* _Provided material_:

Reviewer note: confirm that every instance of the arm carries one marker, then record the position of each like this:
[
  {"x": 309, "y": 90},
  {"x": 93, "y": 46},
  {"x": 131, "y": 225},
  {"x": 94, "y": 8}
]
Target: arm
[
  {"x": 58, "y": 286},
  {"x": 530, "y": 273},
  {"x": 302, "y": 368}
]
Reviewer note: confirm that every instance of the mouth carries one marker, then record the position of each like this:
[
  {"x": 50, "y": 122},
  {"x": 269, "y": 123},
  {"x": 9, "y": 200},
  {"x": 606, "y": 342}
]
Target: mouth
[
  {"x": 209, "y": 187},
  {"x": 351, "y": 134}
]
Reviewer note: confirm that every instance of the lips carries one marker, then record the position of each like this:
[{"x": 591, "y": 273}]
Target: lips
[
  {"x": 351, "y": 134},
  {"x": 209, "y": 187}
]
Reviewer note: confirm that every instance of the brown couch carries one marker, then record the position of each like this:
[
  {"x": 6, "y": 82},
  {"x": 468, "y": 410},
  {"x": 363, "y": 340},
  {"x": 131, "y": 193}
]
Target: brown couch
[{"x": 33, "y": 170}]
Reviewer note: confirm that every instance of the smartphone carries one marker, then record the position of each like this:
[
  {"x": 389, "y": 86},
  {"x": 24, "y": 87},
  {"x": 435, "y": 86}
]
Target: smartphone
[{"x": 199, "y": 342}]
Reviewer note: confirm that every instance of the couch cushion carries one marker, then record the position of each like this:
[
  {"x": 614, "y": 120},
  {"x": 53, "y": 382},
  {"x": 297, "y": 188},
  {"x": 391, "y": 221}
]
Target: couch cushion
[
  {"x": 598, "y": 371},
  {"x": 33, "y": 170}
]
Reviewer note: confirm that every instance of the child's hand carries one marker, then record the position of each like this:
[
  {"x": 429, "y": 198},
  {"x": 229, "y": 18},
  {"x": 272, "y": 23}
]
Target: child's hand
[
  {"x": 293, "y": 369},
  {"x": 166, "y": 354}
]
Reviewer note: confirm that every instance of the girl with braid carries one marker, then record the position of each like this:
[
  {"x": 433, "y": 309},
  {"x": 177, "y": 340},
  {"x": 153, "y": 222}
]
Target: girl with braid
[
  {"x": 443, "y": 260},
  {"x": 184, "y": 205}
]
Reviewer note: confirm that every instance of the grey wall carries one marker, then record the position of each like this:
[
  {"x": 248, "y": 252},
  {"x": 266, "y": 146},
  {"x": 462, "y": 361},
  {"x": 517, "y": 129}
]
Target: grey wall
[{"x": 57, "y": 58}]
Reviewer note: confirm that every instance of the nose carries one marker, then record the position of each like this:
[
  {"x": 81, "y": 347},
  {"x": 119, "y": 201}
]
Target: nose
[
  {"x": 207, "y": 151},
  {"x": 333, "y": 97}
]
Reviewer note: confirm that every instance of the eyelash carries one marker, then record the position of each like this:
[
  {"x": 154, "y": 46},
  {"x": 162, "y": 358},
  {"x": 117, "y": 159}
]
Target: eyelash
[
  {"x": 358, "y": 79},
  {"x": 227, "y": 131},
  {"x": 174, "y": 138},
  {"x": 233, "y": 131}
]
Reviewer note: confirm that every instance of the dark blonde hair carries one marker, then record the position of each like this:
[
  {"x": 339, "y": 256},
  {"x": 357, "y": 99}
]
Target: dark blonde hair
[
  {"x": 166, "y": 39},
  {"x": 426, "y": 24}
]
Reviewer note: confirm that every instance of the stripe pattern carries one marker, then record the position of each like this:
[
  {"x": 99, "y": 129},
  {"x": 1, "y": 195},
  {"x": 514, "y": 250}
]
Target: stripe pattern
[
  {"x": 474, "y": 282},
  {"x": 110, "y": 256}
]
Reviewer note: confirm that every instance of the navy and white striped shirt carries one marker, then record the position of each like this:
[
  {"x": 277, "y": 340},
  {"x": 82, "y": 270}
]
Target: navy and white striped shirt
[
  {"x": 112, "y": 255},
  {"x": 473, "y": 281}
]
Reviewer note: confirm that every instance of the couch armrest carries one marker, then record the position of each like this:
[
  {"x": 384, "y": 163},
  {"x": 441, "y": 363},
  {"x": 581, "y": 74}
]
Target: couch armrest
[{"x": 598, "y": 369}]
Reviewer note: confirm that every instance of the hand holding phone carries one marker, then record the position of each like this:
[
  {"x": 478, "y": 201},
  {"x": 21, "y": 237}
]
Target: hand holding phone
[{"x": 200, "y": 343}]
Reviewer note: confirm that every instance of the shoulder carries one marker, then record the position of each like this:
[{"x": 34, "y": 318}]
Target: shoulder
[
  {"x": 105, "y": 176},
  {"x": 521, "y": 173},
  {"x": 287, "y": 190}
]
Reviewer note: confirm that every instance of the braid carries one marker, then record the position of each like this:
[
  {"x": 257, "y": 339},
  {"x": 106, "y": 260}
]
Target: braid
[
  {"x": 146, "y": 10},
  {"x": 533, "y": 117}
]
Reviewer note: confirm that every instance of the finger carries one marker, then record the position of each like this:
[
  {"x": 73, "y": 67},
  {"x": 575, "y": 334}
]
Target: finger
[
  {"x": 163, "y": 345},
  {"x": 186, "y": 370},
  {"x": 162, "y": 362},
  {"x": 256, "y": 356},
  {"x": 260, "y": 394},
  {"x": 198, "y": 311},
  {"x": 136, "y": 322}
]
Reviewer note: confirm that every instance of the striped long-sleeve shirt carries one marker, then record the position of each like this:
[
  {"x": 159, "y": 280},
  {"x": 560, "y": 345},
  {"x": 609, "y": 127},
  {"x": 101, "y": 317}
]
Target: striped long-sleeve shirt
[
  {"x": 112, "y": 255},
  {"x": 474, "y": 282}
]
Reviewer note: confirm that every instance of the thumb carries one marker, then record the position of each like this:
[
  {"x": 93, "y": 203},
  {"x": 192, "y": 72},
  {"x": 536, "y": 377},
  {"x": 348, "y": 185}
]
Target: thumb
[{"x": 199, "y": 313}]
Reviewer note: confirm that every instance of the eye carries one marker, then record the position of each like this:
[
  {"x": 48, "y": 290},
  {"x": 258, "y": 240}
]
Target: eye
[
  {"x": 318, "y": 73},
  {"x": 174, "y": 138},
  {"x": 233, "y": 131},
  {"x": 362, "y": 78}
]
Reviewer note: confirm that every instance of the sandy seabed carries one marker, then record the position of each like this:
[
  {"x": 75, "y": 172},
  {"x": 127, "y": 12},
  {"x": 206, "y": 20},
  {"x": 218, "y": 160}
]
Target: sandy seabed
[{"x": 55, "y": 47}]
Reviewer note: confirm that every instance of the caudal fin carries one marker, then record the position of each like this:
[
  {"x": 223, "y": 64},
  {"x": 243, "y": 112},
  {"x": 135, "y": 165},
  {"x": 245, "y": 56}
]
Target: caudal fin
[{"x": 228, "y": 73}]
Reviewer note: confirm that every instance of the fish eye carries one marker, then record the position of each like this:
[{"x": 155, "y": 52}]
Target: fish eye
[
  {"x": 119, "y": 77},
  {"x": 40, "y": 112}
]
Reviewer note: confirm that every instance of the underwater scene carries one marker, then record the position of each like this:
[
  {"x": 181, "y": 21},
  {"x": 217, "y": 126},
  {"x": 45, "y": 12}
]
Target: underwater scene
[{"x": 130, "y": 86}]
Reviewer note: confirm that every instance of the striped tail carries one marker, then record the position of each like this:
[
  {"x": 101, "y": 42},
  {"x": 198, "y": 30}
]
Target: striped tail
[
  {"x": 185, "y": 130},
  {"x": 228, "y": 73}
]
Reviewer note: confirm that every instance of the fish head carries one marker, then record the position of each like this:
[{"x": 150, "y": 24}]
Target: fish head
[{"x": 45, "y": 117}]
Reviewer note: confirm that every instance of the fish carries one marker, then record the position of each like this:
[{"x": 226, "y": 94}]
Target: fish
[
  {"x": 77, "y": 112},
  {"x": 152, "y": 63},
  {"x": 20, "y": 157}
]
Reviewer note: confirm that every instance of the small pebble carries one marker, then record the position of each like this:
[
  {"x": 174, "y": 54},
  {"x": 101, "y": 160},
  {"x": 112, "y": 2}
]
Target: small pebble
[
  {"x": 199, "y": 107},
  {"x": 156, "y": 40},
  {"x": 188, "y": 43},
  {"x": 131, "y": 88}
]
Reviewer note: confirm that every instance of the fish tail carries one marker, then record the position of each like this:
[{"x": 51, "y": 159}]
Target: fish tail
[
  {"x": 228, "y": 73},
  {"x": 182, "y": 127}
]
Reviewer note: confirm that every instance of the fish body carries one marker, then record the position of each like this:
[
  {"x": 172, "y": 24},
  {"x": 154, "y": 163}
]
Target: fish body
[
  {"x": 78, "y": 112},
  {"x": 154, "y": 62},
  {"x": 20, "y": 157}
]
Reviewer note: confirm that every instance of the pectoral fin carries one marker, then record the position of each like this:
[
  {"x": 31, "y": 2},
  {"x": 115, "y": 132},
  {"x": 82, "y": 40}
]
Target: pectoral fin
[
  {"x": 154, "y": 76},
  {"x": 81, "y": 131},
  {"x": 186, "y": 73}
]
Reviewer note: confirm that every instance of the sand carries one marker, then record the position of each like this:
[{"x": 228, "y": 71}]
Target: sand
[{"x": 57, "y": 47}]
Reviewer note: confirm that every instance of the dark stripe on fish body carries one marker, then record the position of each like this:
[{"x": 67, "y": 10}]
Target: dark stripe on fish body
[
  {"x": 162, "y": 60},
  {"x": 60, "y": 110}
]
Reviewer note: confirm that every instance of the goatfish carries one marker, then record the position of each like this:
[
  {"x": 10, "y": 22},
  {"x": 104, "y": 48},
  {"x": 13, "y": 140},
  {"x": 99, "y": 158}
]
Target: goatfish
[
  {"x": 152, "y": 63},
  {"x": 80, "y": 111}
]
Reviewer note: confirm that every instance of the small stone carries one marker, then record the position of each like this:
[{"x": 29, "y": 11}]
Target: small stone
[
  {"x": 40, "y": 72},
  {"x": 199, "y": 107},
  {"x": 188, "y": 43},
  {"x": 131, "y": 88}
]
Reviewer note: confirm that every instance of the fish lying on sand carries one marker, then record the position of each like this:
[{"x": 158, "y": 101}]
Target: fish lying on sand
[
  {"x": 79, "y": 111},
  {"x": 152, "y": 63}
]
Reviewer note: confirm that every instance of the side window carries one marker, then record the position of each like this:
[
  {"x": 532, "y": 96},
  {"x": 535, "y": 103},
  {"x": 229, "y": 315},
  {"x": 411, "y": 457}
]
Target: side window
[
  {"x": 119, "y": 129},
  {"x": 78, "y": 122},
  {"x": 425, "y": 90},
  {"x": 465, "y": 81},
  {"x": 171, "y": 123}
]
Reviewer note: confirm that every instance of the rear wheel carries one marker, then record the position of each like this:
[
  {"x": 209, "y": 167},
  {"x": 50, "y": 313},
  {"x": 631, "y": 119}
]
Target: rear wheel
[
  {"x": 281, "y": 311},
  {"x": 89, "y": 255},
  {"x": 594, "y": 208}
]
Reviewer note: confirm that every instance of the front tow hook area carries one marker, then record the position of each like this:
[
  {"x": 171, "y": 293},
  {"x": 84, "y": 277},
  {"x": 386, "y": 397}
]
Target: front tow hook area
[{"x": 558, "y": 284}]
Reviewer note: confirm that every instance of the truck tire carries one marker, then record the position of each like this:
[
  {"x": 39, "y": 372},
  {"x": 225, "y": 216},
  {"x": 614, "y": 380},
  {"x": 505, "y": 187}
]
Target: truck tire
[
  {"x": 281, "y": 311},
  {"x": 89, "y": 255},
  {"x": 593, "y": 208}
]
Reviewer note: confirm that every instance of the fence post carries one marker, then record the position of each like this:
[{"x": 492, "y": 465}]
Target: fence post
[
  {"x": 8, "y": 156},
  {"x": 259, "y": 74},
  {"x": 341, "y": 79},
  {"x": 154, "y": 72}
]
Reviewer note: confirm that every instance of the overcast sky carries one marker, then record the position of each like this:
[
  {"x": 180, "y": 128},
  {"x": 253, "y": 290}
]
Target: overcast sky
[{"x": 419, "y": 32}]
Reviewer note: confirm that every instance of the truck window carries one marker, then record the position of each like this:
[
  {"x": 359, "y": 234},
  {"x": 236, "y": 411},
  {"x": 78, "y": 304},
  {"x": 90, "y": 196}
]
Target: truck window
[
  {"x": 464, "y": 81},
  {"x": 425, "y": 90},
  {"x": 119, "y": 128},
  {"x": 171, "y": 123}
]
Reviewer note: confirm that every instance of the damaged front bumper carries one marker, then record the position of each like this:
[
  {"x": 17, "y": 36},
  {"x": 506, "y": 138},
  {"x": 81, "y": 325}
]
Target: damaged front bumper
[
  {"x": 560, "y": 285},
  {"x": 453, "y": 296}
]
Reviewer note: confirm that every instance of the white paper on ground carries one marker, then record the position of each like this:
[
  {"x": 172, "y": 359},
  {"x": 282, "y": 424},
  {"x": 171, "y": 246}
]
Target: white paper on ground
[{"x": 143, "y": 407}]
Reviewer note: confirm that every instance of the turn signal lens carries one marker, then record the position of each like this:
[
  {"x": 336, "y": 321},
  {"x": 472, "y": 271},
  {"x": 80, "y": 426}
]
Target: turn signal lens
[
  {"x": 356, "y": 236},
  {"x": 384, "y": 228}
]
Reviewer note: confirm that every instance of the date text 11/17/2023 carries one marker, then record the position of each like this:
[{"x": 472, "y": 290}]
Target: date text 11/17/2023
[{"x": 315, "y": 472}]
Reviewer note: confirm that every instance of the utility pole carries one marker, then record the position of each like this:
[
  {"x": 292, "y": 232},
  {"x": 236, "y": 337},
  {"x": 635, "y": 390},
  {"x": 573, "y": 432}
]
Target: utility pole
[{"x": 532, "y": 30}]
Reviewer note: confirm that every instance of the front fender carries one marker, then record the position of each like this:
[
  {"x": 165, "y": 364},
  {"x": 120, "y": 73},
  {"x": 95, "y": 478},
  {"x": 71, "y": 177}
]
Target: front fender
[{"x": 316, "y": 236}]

* _Do this_:
Convert the material into a numbered list, omitting blank lines. Begin at the line containing "Reviewer note: confirm that every instance of the white" and stop after the final line of the material.

* _Written solution_:
1. Reviewer note: confirm that every instance of the white paper on ground carries one marker, then record the position of each like this:
2. [
3.   {"x": 172, "y": 359},
4.   {"x": 282, "y": 424},
5.   {"x": 171, "y": 246}
6. ]
7. Target: white paper on ground
8. [{"x": 143, "y": 407}]
9. Reviewer note: confirm that every instance of the turn signal lens carries one marker, then record the position of each like this:
10. [
11.   {"x": 336, "y": 321},
12.   {"x": 472, "y": 271},
13.   {"x": 80, "y": 426}
14. ]
15. Target: turn signal lens
16. [
17.   {"x": 356, "y": 236},
18.   {"x": 384, "y": 228}
19. ]
20. Reviewer note: confirm that every instance of the date text 11/17/2023 carries one marker, then record the position of each like this:
21. [{"x": 472, "y": 290}]
22. Target: date text 11/17/2023
23. [{"x": 315, "y": 472}]
24. Reviewer note: confirm that every instance of the utility pole carries one marker, then record the position of each like this:
25. [
26.   {"x": 292, "y": 232},
27.   {"x": 236, "y": 337},
28.   {"x": 635, "y": 390},
29.   {"x": 573, "y": 432}
30. ]
31. Target: utility pole
32. [{"x": 532, "y": 30}]
33. Reviewer note: confirm that every instance of the front fender carries one marker, then record the position of each like this:
34. [
35.   {"x": 165, "y": 364},
36.   {"x": 120, "y": 73},
37.   {"x": 95, "y": 478},
38.   {"x": 71, "y": 177}
39. ]
40. Target: front fender
41. [{"x": 316, "y": 236}]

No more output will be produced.